Requirement: Restate all of the material, keeping every line identical to the original.

Dataset records:
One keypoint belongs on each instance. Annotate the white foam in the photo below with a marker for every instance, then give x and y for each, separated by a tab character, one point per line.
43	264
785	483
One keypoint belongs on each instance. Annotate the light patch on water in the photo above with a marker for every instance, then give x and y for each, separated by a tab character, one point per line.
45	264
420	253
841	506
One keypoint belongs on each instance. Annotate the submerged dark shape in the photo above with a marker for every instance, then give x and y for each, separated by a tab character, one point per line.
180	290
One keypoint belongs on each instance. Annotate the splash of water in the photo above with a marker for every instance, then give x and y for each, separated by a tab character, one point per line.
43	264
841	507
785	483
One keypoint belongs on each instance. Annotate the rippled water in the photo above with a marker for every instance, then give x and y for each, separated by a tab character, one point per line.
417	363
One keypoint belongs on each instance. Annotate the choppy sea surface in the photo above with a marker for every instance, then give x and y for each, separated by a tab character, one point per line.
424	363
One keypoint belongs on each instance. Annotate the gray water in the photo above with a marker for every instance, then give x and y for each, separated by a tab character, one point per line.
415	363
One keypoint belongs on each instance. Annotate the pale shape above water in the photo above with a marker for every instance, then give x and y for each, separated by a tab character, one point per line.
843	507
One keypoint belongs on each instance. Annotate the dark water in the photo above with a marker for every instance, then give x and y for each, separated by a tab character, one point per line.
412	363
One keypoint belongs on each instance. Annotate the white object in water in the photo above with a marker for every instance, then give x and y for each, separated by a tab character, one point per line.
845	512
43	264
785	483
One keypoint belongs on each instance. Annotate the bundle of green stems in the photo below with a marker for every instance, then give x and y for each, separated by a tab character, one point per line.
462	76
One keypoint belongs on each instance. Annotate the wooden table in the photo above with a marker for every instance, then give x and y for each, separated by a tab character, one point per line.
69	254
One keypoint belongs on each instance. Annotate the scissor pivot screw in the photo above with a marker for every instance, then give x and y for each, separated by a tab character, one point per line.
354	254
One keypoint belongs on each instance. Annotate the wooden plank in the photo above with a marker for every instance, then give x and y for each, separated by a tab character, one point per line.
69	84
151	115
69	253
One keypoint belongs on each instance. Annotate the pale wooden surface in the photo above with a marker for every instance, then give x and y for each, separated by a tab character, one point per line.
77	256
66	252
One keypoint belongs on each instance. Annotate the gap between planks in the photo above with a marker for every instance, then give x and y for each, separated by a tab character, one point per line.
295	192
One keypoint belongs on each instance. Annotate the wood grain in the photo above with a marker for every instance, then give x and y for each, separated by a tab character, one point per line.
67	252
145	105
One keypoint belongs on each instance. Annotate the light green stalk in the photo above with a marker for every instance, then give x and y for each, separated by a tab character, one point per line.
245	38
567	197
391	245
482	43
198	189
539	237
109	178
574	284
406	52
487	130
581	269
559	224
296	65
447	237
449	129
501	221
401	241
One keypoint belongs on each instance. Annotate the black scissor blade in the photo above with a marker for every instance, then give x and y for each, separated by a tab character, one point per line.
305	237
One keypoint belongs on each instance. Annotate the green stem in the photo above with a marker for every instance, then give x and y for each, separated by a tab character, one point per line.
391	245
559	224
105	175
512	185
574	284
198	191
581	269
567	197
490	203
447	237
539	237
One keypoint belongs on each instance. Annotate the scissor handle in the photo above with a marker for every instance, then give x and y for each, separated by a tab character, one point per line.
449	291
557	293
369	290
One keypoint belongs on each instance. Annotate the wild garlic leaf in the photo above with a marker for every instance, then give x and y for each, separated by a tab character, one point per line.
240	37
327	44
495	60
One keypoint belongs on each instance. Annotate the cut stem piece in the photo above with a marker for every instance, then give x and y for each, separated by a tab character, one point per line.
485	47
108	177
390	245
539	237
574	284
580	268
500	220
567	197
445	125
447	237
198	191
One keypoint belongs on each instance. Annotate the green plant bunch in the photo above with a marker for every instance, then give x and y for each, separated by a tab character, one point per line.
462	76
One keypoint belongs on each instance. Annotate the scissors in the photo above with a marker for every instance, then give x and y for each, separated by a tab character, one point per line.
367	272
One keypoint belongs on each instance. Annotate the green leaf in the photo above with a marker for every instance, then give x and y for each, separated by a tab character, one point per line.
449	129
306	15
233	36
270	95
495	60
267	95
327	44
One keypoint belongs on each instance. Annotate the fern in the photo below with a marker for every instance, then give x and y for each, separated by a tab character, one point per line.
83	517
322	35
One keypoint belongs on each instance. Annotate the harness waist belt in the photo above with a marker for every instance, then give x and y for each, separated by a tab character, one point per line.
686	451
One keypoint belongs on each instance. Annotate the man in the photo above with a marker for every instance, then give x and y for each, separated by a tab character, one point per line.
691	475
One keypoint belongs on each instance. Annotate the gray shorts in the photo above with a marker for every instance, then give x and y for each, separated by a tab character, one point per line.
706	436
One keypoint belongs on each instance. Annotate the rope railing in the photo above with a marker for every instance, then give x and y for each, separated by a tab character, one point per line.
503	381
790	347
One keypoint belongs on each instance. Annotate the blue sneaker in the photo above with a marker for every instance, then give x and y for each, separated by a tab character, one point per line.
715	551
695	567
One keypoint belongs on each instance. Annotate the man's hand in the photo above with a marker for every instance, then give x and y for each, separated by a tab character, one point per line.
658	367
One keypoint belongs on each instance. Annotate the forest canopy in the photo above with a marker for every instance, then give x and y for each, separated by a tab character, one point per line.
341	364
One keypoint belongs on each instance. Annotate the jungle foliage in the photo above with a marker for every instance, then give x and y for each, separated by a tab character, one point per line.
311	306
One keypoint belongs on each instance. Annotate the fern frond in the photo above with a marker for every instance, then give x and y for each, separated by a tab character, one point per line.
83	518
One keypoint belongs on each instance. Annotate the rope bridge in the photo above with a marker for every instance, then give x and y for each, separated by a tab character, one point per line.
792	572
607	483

Completed exercise:
One keypoint belongs on each instance. Annotate the white foam in the photo below with a marker for every instance, then give x and y for each, separated by a tab character, one point per line.
43	264
785	483
One keypoint belongs on each instance. Annotate the light patch on water in the photo above with a marker for every instance, then give x and y for each, separated by a tab character, one point per line.
45	264
420	253
841	506
One keypoint belongs on each instance. Annotate the submerged dark shape in the photo above with a marker for every instance, then give x and y for each, separated by a tab character, one point per line.
180	290
One keypoint belongs on each instance. Annotate the splash of water in the photo above with a marker for every instance, then give x and y for each, separated by a tab character, one point per line.
43	264
841	507
785	483
One keypoint belongs on each instance. Annotate the rippled water in the photo above with a marker for every instance, then give x and y for each, separated by a tab character, one point per line.
417	363
One keypoint belongs on each instance. Annotate the choppy sea surface in the photo above with a marker for every instance, then give x and y for each, separated by a tab character, one point per line.
424	363
One keypoint belongs on each instance. Annotate the gray water in the photo above with a marker for every instance, then give x and y for each, separated by a tab character, one point per line.
415	363
One keypoint belongs on each instance. Annotate the pale shape above water in the photo above with a marker for every instance, then give x and y for each, separated by a tab character, one point per line.
843	507
One keypoint belongs on each instance. Annotate the dark water in the photo above with a marker for every instance, then give x and y for each, separated by a tab character, one point per line.
412	363
One keypoint belongs on each instance. Annotate the white object in water in the photo above with a marker for every instance, then give x and y for each, separated by a tab character, one point per line.
845	512
43	264
785	483
One keypoint belongs on each instance. Annotate the bundle of green stems in the photo below with a marker for every instance, then give x and y for each, separated by a tab character, one point per line.
462	76
One keypoint belongs on each instance. Annotate the wooden table in the photo above with a marker for every instance, then give x and y for each, separated by a tab character, one point per line.
69	254
One keypoint belongs on each instance. Annotate the scissor pivot screw in the photo above with a marker for every instance, then give x and y for each, separated by a tab character, one point per line.
354	254
One keypoint belongs on each instance. Annotate the wooden plank in the photo above with a marker for every instance, then give x and y for each, separated by a tab character, one point per line.
69	84
151	115
69	253
One keypoint belongs on each instance. Annotate the pale wooden surface in the photo above with a marker for every instance, then give x and y for each, separated by a tab character, one point per line.
77	256
66	252
One keypoint belongs on each instance. Annotate the gap between planks in the photo above with a marker for every instance, then give x and y for each, separated by a tab character, one point per line.
295	192
One keypoint belongs on each instance. Annotate the wood grain in the photo above with a marker for every instance, then give x and y for each, separated by a tab character, one point per line.
67	252
145	105
One keypoint belongs on each instance. Annotate the light green stalk in the photo above with a marker for every instance, then give x and y for each, separated by a tab character, one point per line.
245	38
567	197
391	245
482	43
198	189
539	237
109	178
574	284
406	52
487	130
581	269
559	224
296	65
447	237
449	129
501	221
401	241
One keypoint belongs on each instance. Annotate the black scissor blade in the photo above with a marker for every instance, then give x and y for each, separated by a tab character, one point per line.
305	237
One keypoint belongs on each instance. Annotate the green stem in the photo above with a marker for every instance, then give x and y for each, separated by a tab character, one point per line.
391	245
559	224
105	175
512	185
574	284
198	191
581	269
567	197
490	203
447	237
539	237
One keypoint belongs on each instance. Annotate the scissor handle in the photo above with a marker for every instance, then give x and y for each, separated by a tab character, one point per line.
449	291
557	293
369	290
One keypoint belongs on each instance. Annotate the wild garlic leaf in the photo above with a marker for every instance, then give x and y for each, separated by a tab character, one point per line.
240	37
327	44
495	60
One keypoint belongs on each instance. Annotate the cut stem piece in the photo above with a marker for every instance, then give x and y for each, separated by a tab character, one point per line.
485	47
108	177
390	245
539	237
574	284
580	268
500	220
567	197
445	125
447	237
198	191
One keypoint belongs on each instance. Annotate the green plant bunch in the photo above with a marker for every instance, then give x and y for each, separated by a tab character, one point per line.
462	76
One keypoint belongs on each instance. Annotate the scissors in the photo above with a marker for every instance, then give x and y for each, separated by a tab character, one point per line.
367	272
One keypoint belongs on each instance. Annotate the green leaf in the photo above with a marker for every instance, then give x and y for each, separated by a tab character, one point per line.
449	129
306	15
233	36
270	95
495	60
267	95
327	44
One keypoint belongs on each instance. Annotate the fern in the photo below with a marker for every instance, then give x and y for each, separated by a tab character, one point per line.
83	517
322	35
One keypoint belongs on each instance. Annotate the harness waist belt in the photo above with a marker for every instance, then give x and y for each, separated by a tab character, one point per line.
686	451
One keypoint belongs on each instance. Annotate the man in the photo above with a marker for every instance, then give x and y for each, separated by a tab character, one point per line.
691	475
One keypoint belongs on each instance. Annotate the gray shorts in the photo above with a marker for every instance, then give x and y for each, separated by a tab character, one point per line.
706	436
One keypoint belongs on each instance. Annotate the rope railing in the photo above with a marker for every instance, then give x and y for each, separated by a tab character, one point per line.
503	381
790	347
One keypoint belongs on each instance. Annotate the blue sneaker in the photo above with a marker for every instance, then give x and y for each, separated by a tab character, one point per line.
715	551
695	567
One keypoint belongs on each instance. Annotate the man's hand in the photo above with a marker for every instance, then give x and y for each, separated by a tab character, one point per line.
658	367
One keypoint belongs on each instance. Annotate the forest canopy in the photo above with a marker for every instance, then give x and y for each, separated by a tab character, one point per line.
341	364
One keypoint belongs on each instance. Annotate the jungle foliage in the photo above with a marker for every instance, then give x and y for each, separated by a tab character, one point per line.
311	306
One keypoint belongs on each instance. Annotate the fern frond in the photo above with a marker for every instance, then give x and y for each, separated by a tab character, one point per line.
83	518
One keypoint belongs on each instance. Annotate the rope bridge in the photo above with a marker for every instance, then give x and y for each, separated by a tab character, one point per line.
792	572
607	483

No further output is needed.